◆ Work item ◆
Report back each line of the data that contains the word "Return".

(Extracted material Opens)

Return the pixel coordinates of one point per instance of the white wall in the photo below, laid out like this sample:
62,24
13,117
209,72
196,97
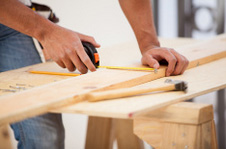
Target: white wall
104,20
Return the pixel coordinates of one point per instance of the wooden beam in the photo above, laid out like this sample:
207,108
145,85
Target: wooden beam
125,136
100,133
167,128
40,100
201,80
5,142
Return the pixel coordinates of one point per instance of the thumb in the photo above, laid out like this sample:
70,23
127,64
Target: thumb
150,61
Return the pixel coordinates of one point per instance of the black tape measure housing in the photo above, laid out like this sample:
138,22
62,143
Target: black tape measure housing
92,53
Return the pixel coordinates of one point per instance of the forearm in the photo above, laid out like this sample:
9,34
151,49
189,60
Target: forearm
139,15
21,18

(Extracted material Closes)

◆ Result ◆
Return the pixel coordinates of one point per instance of the white wall in the photo below, laid out like this sample:
Return the pixel coordinates of one point per instance of the wooden beam in the photo above, laid out like this sample:
Return the pixel coordinates of one point per instance of the thumb in the photo above, laid out like this sample:
Return the pixel coordinates of one point per instance of the black tape measure housing in the photo above, laid out like this sample:
Return the pixel coordinates of one point per instance of the forearm in the photo above, laid out like this sample:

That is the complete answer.